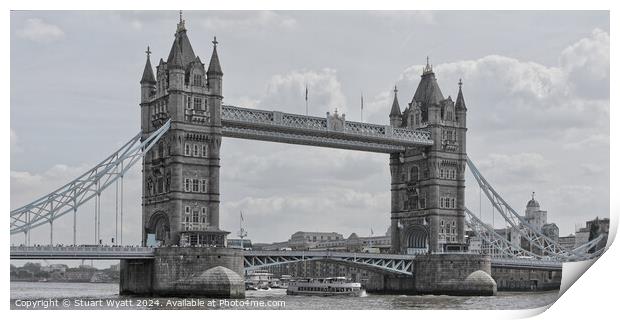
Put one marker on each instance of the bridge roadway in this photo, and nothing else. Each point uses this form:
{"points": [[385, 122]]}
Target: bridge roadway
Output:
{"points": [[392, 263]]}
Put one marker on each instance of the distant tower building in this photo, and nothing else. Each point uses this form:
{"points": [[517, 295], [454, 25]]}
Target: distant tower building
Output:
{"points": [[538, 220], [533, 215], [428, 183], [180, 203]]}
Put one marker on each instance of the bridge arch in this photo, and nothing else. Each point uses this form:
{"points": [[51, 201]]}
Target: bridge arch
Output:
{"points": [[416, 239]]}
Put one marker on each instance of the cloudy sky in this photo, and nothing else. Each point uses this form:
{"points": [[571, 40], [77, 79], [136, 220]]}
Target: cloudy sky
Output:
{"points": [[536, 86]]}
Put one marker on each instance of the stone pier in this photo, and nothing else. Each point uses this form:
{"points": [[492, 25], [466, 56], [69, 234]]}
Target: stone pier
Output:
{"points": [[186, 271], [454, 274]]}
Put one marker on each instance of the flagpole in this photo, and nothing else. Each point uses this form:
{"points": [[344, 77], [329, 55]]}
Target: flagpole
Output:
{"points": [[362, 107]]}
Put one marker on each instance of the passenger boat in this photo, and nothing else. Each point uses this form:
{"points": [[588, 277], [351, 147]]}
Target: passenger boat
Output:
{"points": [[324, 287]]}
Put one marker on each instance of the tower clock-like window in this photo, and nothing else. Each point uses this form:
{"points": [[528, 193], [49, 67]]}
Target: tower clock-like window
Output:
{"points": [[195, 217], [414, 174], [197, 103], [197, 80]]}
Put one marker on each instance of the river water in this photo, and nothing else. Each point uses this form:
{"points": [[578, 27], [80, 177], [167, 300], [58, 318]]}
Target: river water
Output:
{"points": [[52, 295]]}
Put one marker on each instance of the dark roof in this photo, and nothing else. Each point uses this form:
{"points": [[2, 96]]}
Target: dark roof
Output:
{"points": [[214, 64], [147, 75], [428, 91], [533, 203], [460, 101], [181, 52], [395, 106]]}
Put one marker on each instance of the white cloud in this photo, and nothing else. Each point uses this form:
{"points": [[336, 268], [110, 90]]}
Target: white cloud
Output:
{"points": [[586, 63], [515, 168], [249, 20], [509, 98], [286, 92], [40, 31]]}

▬▬▬▬▬▬

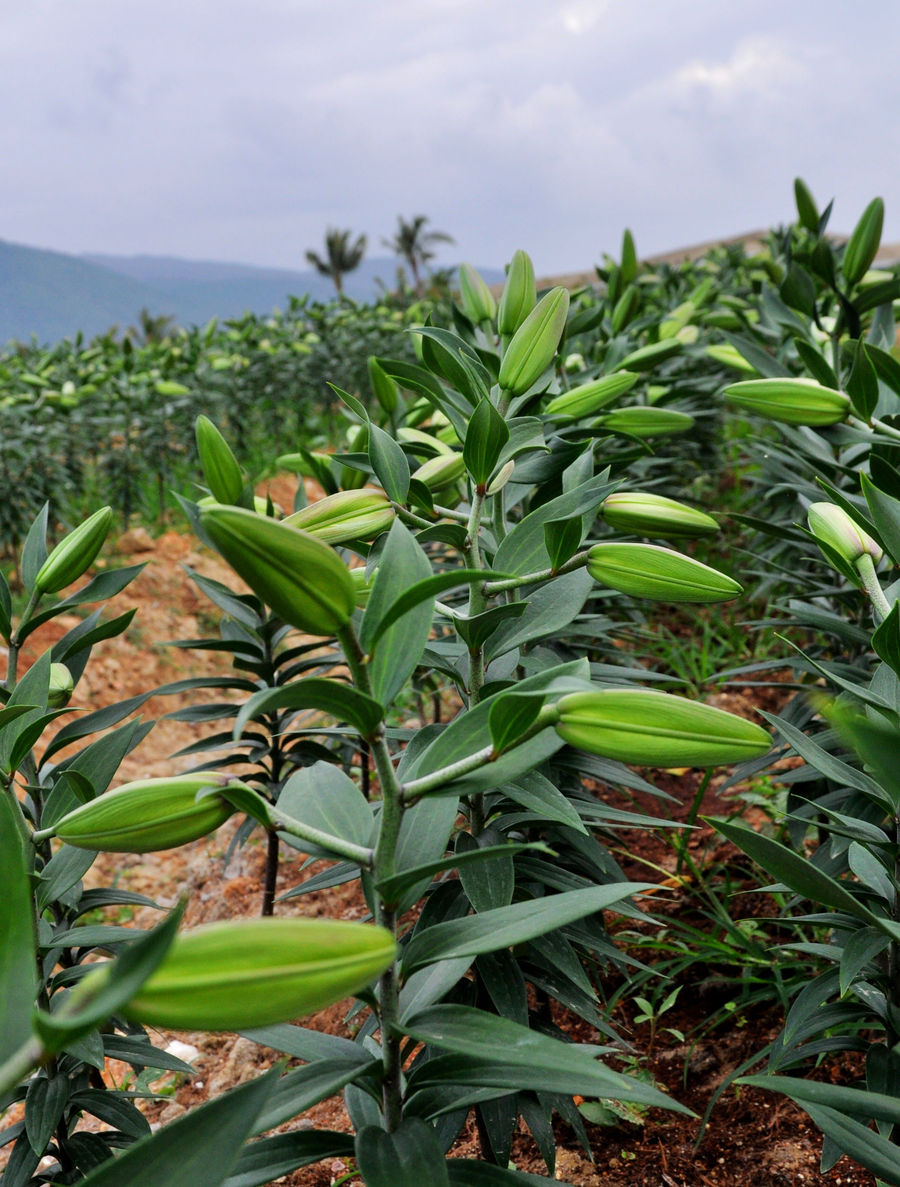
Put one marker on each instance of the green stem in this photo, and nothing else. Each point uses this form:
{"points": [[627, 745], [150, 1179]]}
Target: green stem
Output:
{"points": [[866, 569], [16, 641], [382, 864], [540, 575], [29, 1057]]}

▬▬▬▬▬▬

_OBJECTIVE_: Please collect every line in the rows above that contains the word "tower".

_EXERCISE SOLUTION_:
Put one marker on each instance of the distant tower building in this photo, and nothing else. Each point uses this form:
Target: distant tower building
Put one marker on each instance of the tower clock-like window in this photo, and nothing else. Each point uses this form:
Target: tower clock-like window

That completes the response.